**Given request**
Count the lines in the listing below that contain the word "white", and reply with the number alone.

**Task input**
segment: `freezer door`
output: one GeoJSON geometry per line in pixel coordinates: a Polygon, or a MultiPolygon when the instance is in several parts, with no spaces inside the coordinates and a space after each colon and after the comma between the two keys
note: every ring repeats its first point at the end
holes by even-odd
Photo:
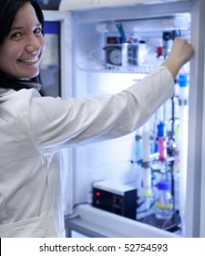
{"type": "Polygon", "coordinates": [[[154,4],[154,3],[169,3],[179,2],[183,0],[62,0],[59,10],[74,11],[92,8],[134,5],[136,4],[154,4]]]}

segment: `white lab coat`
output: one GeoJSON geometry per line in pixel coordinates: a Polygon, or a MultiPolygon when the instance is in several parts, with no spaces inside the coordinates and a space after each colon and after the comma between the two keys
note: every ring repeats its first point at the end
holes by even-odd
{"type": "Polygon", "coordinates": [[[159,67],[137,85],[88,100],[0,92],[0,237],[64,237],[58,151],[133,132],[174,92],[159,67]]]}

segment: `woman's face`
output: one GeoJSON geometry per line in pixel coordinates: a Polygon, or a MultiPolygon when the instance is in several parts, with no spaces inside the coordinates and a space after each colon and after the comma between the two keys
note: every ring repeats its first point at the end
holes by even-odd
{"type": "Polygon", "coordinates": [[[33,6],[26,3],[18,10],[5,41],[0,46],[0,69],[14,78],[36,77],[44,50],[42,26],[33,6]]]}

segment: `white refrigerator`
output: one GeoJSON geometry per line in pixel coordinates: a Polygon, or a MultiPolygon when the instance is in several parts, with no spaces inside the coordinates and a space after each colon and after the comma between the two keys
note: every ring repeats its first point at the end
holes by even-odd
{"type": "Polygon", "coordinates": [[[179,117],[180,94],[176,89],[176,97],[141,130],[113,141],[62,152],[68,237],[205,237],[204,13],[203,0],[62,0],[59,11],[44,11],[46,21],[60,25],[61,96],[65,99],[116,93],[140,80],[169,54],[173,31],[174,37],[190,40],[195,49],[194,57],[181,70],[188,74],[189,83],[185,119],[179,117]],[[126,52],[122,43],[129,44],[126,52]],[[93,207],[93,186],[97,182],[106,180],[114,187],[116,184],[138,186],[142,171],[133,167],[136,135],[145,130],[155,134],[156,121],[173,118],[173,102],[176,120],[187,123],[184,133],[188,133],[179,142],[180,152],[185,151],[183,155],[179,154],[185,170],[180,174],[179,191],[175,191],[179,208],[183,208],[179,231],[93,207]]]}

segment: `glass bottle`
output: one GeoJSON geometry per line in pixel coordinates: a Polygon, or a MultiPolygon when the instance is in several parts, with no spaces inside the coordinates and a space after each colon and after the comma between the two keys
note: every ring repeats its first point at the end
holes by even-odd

**Written solution**
2